# Betta and Ghost Shrimp



## amandalynn (Jan 4, 2008)

I have a male Betta in a two-gallon (US) tank with a heater and filter. I've heard/read that ghost shrimp will live fine with a betta. Is my tank roomy enough for the both of them? Has anyone had any problems with the two being together? Thanks!


----------



## tangy (Apr 23, 2007)

I dont believe bettas take interest in inverts tho it would be nice to upgrade your betta to at least a 5 gallon tank. That would be great for the both species.


----------



## amandalynn (Jan 4, 2008)

tangy said:


> I dont believe bettas take interest in inverts tho it would be nice to upgrade your betta to at least a 5 gallon tank. That would be great for the both species.


I'd love to be able to upgrade, and it is in my plans for the future. At the moment, however, I lack the space.

Other than that, I guess they'd be okay? Everything I've read seems to indicate they'd be fine together.


----------



## Lupin (Aug 2, 2006)

Provide plenty of plants for the shrimps to hide in case the betta tries to divebomb them.


----------



## SST (Nov 17, 2007)

It really depends on the personality of your betta. Some will tolerate tank mates and some will eat 'em. LOL. It'll be an experiment. Providing cover for the shrimp is an excellent idea. Let us know how it goes.


----------



## amandalynn (Jan 4, 2008)

So far, so good. I've had the shrimp in the tank for about half an hour. My betta has flared his gills at it a few times, but seems to have no desire to make it a meal! Hopefully they can continue to co-habitate peacefully!


----------

§ Excerpted data:

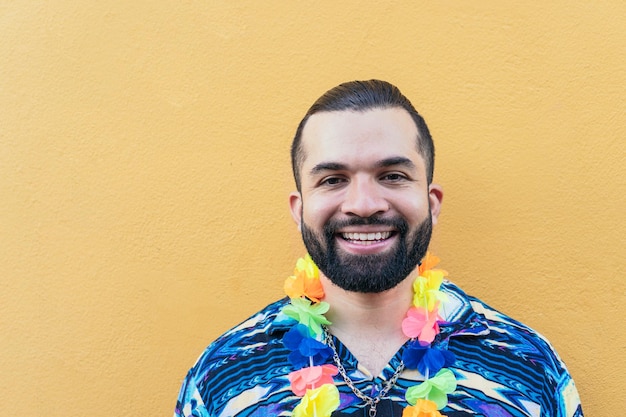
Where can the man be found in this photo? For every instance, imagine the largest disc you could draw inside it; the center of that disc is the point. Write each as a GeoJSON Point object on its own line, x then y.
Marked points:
{"type": "Point", "coordinates": [369, 338]}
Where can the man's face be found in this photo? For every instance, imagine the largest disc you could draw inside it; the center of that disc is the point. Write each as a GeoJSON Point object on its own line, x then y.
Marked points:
{"type": "Point", "coordinates": [365, 208]}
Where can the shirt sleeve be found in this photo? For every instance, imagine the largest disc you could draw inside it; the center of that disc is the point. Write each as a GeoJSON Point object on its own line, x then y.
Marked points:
{"type": "Point", "coordinates": [568, 398]}
{"type": "Point", "coordinates": [190, 403]}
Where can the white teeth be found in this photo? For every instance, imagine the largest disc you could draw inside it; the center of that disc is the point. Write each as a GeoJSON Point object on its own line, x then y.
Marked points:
{"type": "Point", "coordinates": [366, 237]}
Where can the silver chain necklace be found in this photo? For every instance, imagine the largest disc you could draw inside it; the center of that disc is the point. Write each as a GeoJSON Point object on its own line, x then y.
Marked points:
{"type": "Point", "coordinates": [372, 403]}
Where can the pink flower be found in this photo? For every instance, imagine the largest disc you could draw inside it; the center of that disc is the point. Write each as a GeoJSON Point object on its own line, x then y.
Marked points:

§ Brief:
Answer these questions about the betta and ghost shrimp thread:
1. What size tank does the male betta live in at the start?
2. What does Lupin say to provide for the shrimp?
3. How long had the shrimp been in the tank when the betta's behavior toward it was reported?
The rows play no part in this exercise.

§ Written answer:
1. A two-gallon (US) tank.
2. Plenty of plants for the shrimp to hide in.
3. About half an hour.